Tolok ukur kesalehan hakikatnya adalah output sosialnya: kasih sayang sosial,
sikap demokratis, cinta kasih, kemesraan dengan orang lain, memberi, membantu
sesama. Idealnya, orang beragama itu mesti shalat, misa, atau ikut kebaktian,
tetapi juga tidak korupsi dan memiliki perilaku yang santun dan berkasih
sayang. Agama adalah akhlak. Agama adalah perilaku. Agama adalah sikap. Semua
agama tentu mengajarkan kesantunan, belas kasih,dan cinta kasih sesama. Bila
kita cuma puasa, shalat, baca al-quran, pergi kebaktian, misa, datang ke pura,
menurut saya, kita belum layak disebut orang yang beragama. Tetapi, bila saat
bersamaan kita tidak mencuri uang negara, menyantuni fakir miskin, memberi
makan anak-anak terlantar, hidup bersih, maka itulah orang beragama. Ukuran
keberagamaan seseorang sesungguhnya bukan dari kesalehan personalnya, melainkan
diukur dari kesalehan sosialnya.
□ □ □ □
__PETUNJUK SOAL__:
Menurut kutipan tentang kesalehan, dari apa sesungguhnya keberagamaan seseorang diukur?

__BAHAN LATIHAN__:
□ □ □ □
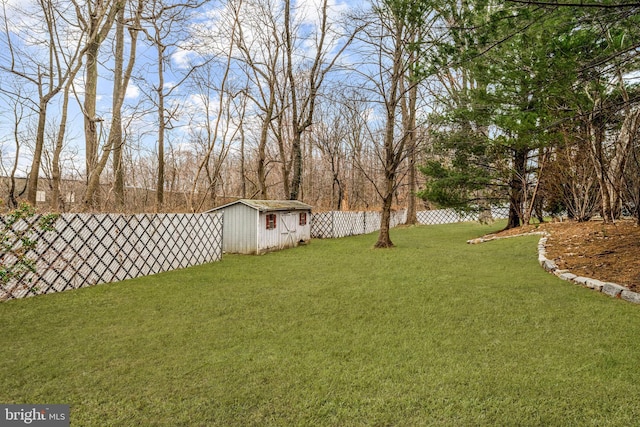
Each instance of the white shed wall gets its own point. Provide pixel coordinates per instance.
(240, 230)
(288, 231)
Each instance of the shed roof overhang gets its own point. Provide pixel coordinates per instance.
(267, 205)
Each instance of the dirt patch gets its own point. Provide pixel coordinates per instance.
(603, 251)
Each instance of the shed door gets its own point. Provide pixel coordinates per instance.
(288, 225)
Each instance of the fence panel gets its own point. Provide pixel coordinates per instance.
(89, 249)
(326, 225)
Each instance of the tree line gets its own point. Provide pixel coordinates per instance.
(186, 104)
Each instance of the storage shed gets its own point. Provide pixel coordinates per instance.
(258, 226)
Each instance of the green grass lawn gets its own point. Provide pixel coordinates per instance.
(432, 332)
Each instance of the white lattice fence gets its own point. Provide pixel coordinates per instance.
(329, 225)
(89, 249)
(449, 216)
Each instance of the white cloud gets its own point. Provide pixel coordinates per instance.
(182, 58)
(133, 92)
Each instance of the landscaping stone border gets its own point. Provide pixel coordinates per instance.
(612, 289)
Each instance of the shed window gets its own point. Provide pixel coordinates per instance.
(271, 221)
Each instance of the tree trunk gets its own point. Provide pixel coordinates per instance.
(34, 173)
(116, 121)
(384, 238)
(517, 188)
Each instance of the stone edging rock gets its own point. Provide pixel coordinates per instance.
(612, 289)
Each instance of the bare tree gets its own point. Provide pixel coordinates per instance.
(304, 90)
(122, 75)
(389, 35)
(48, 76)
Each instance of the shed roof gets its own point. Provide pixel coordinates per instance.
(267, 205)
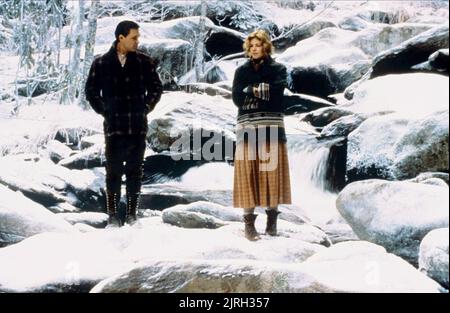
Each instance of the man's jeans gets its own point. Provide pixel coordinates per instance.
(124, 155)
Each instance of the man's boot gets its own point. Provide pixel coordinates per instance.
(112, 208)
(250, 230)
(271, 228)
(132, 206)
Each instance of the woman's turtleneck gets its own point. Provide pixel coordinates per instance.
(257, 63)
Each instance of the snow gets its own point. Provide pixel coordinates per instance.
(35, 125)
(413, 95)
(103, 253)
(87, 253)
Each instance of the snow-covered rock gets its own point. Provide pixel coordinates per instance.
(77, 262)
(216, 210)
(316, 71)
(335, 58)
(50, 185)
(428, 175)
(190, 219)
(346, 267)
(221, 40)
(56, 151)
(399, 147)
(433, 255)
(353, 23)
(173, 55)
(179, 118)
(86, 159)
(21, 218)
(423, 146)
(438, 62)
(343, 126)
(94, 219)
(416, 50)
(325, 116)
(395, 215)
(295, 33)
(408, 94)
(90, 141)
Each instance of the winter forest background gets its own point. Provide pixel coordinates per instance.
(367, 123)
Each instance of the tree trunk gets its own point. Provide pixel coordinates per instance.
□ □ □ □
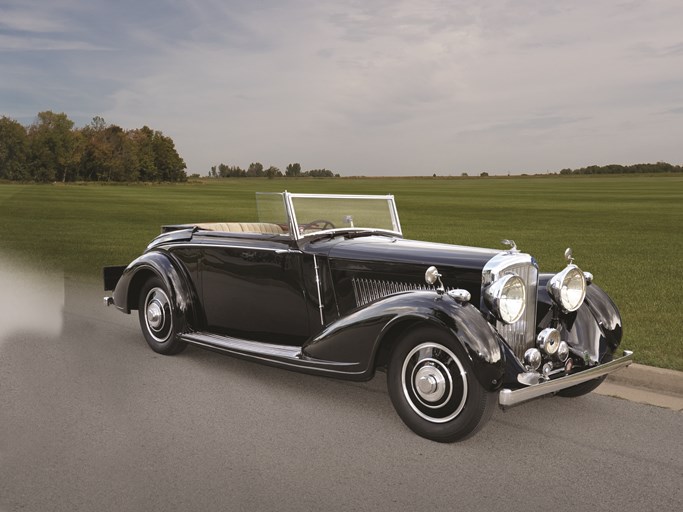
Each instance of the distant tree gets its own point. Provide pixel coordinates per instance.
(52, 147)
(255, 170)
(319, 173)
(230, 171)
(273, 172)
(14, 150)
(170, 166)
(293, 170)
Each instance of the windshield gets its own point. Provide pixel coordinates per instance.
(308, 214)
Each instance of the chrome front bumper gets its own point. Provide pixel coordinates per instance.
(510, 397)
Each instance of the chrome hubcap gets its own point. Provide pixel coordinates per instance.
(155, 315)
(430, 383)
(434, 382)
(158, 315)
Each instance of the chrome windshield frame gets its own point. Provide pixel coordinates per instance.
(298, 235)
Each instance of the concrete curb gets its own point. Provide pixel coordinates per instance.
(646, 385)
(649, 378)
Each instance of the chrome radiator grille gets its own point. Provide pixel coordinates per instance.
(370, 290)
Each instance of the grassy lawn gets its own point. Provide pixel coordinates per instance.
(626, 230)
□ □ □ □
__HASIL LATIHAN__:
Keberagamaan seseorang diukur dari kesalehan sosialnya, bukan dari kesalehan personalnya.